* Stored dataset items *
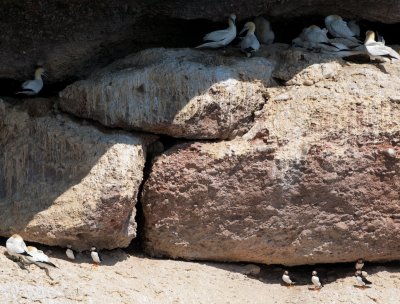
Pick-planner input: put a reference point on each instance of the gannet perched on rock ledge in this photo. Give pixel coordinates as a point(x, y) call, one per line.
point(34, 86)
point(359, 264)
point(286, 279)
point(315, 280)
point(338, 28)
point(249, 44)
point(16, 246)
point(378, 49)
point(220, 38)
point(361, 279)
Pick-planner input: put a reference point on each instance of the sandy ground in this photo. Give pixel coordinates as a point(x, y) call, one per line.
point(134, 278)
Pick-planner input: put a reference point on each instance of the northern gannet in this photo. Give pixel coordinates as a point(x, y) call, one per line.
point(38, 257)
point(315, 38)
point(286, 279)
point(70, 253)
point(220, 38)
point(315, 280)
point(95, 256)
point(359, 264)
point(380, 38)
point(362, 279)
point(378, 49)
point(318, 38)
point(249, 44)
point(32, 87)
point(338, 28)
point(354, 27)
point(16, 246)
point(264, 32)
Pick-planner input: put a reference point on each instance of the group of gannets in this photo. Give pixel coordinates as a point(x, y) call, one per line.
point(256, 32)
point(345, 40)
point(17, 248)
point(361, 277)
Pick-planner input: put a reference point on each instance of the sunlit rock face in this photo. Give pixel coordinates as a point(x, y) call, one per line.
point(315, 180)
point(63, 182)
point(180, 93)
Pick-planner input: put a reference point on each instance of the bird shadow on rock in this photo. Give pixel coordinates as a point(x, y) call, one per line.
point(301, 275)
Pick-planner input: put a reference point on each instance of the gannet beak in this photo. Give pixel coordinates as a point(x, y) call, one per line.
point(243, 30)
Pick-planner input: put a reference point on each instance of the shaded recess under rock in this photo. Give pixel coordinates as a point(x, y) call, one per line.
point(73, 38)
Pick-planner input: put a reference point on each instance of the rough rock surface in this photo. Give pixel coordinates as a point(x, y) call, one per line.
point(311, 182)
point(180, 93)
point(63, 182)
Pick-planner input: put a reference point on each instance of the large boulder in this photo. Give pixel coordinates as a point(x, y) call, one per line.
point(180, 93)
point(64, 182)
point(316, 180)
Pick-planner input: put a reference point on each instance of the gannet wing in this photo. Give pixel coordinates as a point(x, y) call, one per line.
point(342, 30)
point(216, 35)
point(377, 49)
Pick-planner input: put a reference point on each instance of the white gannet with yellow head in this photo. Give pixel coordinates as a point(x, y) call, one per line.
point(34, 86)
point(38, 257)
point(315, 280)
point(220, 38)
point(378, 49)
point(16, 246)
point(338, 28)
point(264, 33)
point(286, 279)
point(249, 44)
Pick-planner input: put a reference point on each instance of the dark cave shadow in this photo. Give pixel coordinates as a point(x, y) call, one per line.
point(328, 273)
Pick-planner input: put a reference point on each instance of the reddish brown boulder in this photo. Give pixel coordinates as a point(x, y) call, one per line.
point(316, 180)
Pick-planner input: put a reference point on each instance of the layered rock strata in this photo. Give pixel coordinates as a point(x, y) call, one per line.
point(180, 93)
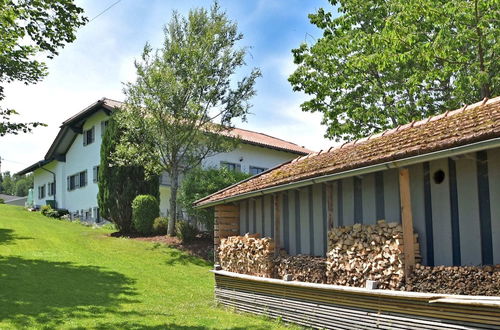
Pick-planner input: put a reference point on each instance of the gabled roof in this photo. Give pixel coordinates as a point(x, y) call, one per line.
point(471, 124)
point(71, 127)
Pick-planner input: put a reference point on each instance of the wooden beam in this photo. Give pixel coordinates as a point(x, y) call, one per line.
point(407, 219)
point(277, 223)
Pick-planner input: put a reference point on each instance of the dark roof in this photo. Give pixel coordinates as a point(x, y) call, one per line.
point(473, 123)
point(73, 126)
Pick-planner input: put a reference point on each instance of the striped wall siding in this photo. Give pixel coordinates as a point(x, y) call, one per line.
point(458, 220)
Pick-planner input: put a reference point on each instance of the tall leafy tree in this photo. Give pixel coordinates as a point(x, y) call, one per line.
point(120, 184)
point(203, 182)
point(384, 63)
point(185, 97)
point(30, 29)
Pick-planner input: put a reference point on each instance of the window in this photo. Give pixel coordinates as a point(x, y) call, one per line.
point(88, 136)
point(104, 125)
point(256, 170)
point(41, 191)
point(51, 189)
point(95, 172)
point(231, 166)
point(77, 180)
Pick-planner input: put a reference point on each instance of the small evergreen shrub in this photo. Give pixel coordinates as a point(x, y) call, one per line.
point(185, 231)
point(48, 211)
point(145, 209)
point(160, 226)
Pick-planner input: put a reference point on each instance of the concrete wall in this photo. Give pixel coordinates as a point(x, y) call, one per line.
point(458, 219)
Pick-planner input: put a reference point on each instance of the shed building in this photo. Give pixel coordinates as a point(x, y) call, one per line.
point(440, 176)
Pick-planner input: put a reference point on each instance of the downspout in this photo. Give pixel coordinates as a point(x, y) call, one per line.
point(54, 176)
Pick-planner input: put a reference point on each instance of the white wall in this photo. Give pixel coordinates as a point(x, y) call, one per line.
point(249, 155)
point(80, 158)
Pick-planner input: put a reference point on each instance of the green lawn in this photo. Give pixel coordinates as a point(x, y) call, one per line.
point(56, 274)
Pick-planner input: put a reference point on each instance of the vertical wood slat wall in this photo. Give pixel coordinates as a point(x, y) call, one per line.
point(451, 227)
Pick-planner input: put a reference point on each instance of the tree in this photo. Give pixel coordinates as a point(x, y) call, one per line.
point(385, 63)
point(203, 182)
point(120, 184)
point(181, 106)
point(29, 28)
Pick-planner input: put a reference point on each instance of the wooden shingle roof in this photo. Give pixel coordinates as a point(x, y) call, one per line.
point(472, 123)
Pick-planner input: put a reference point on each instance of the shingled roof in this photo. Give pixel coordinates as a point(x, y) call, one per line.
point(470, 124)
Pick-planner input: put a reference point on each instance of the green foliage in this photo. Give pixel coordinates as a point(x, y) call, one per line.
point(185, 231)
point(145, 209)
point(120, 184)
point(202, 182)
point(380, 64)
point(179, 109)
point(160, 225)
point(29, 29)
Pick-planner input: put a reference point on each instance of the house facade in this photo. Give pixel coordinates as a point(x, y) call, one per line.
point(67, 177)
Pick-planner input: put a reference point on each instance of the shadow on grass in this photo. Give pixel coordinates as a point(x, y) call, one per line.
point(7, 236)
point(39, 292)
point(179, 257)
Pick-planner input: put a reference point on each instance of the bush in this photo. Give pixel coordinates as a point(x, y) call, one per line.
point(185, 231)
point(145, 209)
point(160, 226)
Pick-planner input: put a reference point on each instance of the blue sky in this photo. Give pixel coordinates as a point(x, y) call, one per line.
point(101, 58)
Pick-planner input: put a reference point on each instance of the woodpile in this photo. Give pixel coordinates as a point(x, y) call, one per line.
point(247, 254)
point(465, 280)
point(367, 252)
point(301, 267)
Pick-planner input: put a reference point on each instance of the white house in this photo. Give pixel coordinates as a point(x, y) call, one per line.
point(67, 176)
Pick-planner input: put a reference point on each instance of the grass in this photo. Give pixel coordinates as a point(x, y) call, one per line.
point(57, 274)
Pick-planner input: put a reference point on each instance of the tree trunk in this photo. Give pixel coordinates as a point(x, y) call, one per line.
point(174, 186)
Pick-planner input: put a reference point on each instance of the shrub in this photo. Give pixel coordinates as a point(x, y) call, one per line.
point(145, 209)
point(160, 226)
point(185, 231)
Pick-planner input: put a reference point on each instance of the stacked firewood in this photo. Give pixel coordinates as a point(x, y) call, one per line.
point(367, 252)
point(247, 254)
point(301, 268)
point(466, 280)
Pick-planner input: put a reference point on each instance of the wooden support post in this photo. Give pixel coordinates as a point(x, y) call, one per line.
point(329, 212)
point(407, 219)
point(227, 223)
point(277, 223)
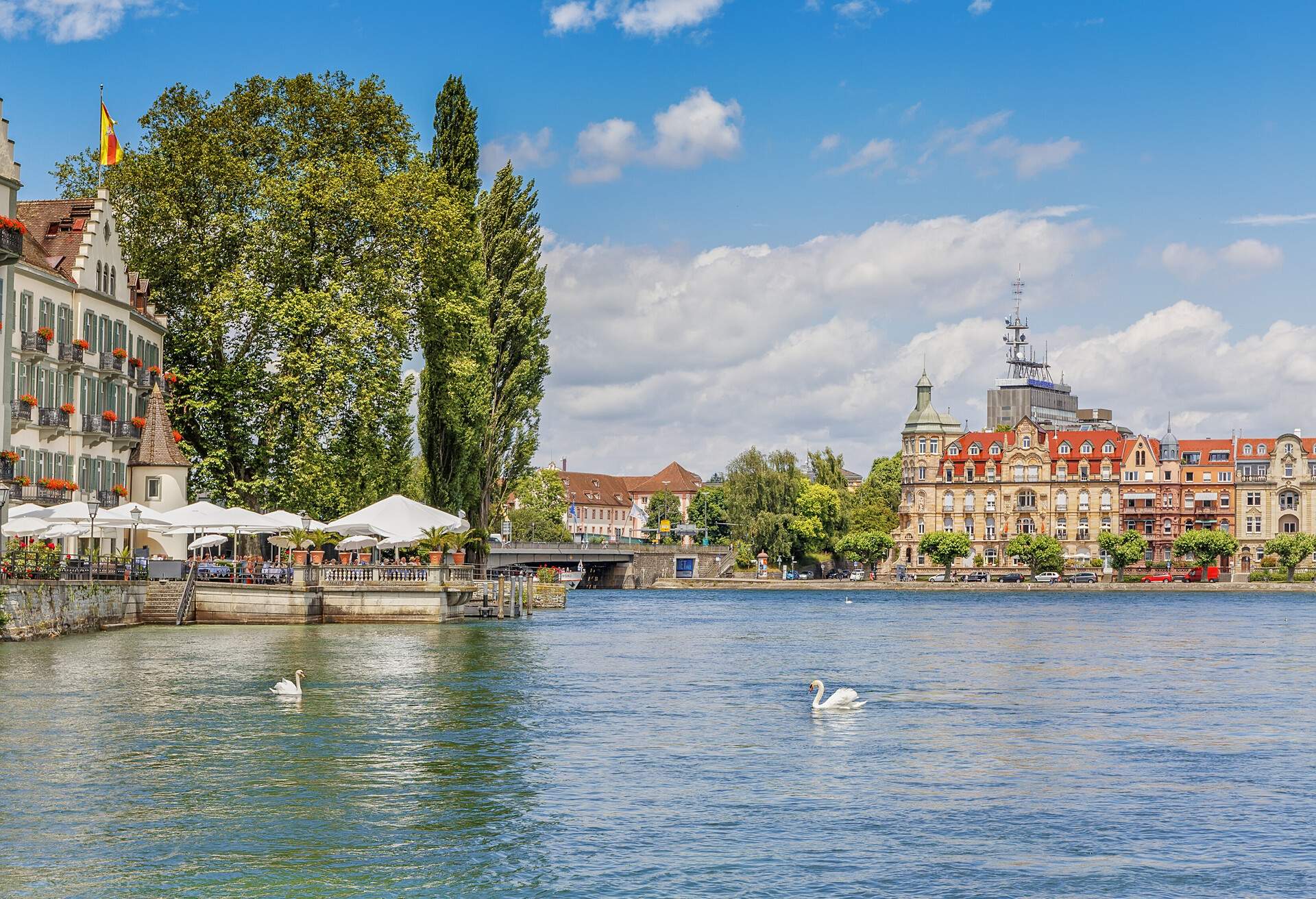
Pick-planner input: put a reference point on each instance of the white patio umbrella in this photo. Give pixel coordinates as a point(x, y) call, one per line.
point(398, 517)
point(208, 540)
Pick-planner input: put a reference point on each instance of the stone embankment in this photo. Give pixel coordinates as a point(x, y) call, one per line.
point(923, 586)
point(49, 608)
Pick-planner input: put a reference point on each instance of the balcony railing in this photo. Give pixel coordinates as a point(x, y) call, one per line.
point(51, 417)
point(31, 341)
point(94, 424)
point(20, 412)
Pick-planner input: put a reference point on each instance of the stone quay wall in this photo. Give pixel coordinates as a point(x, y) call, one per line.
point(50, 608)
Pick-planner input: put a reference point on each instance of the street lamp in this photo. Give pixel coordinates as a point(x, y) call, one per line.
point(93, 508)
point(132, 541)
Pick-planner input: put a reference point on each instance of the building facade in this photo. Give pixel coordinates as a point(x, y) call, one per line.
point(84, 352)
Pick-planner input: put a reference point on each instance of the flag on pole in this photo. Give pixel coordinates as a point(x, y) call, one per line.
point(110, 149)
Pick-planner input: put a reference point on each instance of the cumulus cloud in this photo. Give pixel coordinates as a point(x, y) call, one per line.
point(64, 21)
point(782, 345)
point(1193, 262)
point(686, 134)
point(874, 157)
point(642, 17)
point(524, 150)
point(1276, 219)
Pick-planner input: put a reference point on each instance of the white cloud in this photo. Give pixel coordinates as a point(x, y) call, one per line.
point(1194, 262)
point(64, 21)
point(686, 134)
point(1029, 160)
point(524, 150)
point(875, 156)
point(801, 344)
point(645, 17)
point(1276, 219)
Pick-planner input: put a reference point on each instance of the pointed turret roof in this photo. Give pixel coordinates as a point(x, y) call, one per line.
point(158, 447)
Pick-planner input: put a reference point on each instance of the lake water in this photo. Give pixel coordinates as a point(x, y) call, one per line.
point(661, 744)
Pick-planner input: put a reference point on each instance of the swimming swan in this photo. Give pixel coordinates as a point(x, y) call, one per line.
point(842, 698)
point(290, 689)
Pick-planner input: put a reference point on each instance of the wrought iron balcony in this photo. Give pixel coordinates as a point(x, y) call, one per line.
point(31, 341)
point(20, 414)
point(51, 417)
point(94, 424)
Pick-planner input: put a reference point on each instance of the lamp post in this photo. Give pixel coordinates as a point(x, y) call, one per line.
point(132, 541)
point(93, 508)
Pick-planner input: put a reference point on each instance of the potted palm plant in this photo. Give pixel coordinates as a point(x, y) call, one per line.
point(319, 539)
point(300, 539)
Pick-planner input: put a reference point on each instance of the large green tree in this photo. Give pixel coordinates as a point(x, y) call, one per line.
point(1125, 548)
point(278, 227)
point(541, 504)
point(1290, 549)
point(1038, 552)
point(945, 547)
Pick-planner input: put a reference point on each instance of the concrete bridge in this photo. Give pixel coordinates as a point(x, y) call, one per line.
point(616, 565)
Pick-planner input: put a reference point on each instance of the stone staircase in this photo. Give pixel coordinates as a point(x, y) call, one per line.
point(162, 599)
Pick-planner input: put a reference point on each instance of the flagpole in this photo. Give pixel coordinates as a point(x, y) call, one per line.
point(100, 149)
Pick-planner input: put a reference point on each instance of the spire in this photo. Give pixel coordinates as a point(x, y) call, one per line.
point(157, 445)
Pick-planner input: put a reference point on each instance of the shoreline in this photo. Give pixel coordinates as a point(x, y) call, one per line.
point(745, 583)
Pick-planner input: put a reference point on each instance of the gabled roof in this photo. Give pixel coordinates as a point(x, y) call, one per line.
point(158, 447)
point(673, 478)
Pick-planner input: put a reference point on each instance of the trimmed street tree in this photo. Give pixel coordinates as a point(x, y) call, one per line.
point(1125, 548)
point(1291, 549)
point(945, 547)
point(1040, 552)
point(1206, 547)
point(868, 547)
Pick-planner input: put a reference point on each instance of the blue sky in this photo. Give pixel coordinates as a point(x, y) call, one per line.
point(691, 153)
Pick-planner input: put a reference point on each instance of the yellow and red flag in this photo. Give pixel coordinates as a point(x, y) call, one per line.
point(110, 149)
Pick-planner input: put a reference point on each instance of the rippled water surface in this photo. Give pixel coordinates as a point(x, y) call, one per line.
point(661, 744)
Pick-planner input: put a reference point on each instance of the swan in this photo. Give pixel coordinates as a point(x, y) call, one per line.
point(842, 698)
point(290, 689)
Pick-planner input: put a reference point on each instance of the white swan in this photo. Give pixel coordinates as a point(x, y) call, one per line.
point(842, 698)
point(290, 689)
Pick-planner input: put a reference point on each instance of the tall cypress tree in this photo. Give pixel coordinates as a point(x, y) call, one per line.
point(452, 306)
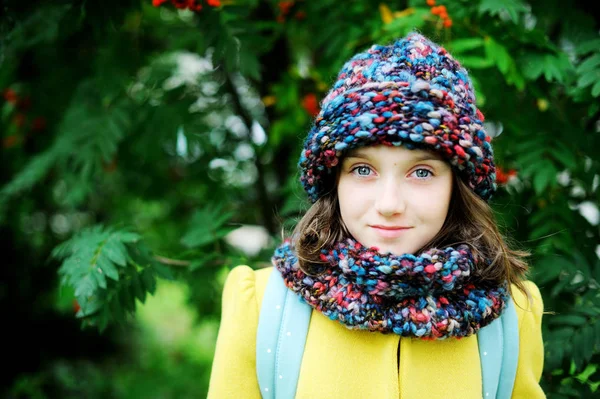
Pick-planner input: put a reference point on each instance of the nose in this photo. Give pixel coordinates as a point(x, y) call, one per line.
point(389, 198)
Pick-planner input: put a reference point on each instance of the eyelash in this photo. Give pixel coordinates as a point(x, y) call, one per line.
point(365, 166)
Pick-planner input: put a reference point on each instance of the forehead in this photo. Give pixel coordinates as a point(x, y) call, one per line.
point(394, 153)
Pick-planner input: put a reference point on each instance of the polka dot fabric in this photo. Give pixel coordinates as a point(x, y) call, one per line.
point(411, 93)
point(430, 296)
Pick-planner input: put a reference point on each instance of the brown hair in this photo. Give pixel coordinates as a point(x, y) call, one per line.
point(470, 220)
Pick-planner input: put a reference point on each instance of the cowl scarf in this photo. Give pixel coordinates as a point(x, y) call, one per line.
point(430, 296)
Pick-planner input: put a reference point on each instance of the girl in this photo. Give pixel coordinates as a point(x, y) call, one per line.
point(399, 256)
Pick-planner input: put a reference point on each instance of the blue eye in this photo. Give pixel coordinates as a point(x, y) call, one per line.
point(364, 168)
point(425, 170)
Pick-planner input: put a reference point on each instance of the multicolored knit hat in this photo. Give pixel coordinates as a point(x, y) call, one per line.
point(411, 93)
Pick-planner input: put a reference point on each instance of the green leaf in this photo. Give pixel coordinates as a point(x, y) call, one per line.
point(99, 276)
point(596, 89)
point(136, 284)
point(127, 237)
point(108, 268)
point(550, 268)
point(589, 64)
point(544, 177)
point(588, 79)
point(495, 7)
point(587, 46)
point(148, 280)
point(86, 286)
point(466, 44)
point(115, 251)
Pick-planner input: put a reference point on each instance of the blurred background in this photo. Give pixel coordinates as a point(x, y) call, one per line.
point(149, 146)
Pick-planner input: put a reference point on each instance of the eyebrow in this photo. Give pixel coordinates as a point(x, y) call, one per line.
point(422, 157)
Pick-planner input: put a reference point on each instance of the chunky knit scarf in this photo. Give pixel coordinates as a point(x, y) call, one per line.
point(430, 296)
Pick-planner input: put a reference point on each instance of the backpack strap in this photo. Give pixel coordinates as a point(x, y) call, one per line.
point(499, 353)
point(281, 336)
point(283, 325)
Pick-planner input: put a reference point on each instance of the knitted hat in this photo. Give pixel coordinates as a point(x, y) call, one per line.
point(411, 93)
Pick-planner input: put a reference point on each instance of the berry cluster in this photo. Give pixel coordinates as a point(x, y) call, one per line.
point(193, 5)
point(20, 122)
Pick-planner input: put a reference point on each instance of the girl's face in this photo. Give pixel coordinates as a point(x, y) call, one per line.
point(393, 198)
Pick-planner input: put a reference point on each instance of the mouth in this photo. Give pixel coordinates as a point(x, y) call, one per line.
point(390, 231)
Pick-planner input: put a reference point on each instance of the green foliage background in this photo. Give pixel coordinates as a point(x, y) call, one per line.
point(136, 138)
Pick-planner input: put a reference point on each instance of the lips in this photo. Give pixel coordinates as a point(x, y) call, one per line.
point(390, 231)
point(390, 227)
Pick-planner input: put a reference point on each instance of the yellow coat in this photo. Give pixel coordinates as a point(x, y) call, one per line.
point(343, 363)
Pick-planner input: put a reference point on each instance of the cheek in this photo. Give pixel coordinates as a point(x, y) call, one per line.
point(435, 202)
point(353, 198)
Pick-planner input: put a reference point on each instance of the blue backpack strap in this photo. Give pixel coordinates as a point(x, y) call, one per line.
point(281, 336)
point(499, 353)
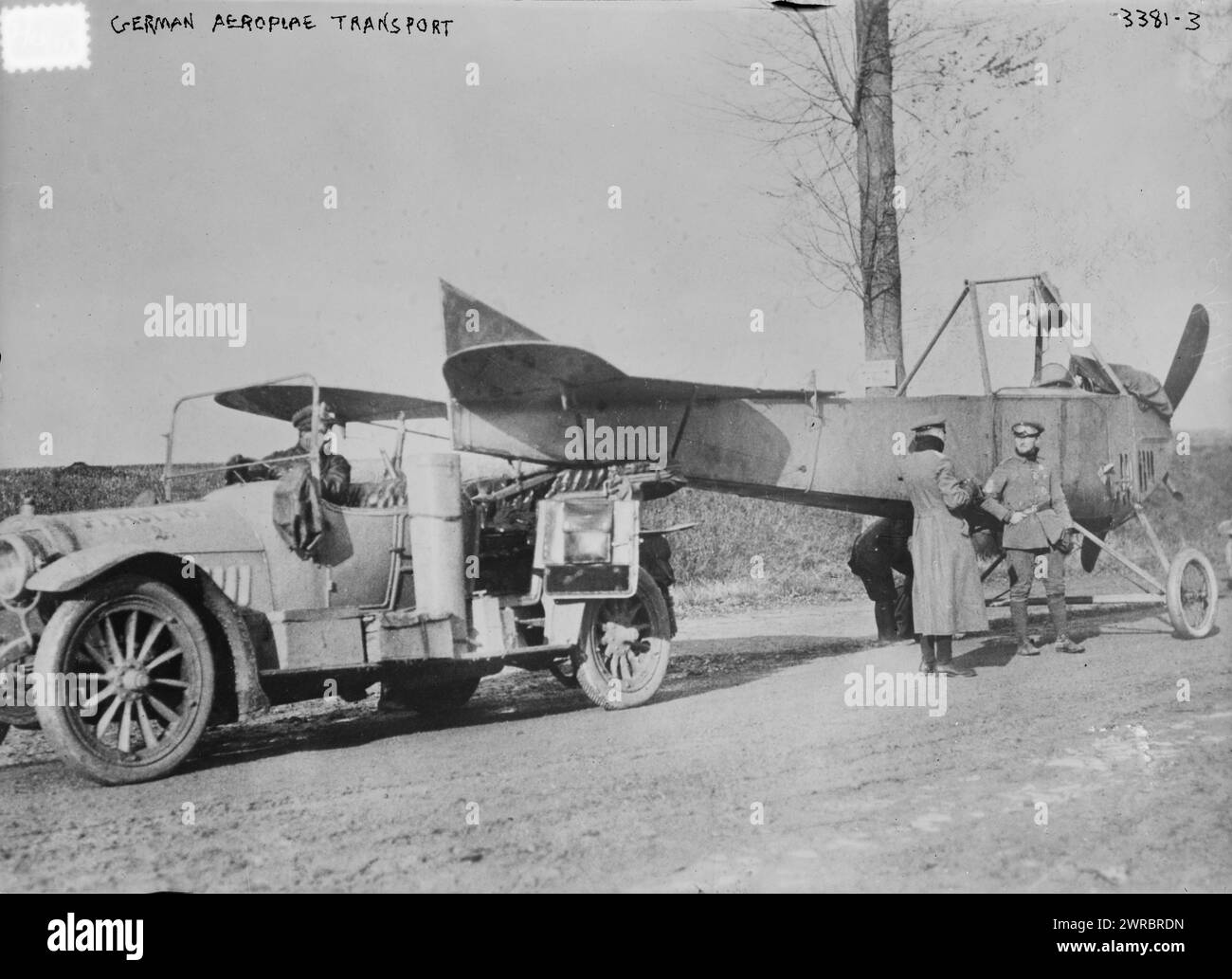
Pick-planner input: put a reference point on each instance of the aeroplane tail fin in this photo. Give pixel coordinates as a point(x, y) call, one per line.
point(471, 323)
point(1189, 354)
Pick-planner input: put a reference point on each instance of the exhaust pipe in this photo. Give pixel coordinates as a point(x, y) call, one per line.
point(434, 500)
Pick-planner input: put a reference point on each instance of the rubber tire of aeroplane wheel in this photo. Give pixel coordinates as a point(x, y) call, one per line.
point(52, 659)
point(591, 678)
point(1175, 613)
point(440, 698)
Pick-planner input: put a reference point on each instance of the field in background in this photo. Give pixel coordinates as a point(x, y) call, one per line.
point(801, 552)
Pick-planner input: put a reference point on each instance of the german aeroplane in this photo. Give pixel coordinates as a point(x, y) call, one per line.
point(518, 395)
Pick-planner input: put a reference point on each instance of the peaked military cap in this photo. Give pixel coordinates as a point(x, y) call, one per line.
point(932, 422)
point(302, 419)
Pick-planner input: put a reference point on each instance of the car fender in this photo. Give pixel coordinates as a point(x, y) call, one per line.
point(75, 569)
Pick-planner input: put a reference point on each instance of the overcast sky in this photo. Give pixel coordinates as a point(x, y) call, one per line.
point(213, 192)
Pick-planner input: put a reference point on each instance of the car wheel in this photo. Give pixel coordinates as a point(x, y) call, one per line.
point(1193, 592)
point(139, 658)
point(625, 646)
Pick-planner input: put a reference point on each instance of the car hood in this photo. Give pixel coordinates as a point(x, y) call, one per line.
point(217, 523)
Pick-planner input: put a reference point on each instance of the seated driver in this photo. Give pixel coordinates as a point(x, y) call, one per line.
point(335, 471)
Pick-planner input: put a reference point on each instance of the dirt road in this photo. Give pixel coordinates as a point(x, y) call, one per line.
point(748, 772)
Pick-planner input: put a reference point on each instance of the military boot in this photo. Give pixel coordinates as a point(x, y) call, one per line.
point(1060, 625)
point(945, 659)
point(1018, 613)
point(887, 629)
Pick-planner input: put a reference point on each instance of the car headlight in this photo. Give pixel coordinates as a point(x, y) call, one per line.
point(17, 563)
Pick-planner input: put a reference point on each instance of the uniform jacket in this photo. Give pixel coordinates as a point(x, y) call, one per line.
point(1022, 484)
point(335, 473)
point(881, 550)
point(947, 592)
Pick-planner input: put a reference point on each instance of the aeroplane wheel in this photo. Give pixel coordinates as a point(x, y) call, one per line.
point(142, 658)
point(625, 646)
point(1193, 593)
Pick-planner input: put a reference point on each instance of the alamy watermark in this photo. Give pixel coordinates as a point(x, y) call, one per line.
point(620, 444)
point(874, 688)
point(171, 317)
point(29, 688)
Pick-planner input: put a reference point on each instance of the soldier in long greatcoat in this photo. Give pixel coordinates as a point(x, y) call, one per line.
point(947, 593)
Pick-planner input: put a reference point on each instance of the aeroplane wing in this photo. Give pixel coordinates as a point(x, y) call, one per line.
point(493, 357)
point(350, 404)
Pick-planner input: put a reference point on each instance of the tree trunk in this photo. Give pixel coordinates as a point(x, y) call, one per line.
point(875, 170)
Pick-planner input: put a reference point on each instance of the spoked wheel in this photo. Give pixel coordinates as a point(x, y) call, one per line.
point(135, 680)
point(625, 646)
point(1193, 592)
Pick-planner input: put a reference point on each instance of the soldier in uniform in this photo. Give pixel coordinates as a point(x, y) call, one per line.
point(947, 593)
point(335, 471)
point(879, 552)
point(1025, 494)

* TASK REQUIREMENTS *
Starting at the line that contains "soldier in long", output each remaining line of the listing, the last line included, exactly as it appears.

* EXERCISE SOLUTION *
Pick-planner input: put a reference point on each instance of the soldier in long greatcoat in this photo. Give pixel coordinates as a point(x, y) call, one per line.
point(947, 593)
Pick-planner input: put a reference point on each instance of the aeroplane wing in this photo. Give pixel coordinates as a point(x, y) call, one per line.
point(493, 357)
point(350, 404)
Pick-planner input: put a reference point on each instance of the tree trunk in this photo. Give pixel coordinates as a point(x, y) call, one per line.
point(875, 170)
Pick-planner input: put a reference point on each instance of the spoked wheel in this photo. Give pixel coordinates as a point(x, y) call, one per line.
point(135, 680)
point(625, 646)
point(1193, 592)
Pick-planner input: put a reference point on each instance of the soldier in uniform in this photo. Give pixel coordinates as a point(x, y) call, one per line.
point(947, 593)
point(335, 471)
point(879, 552)
point(1025, 494)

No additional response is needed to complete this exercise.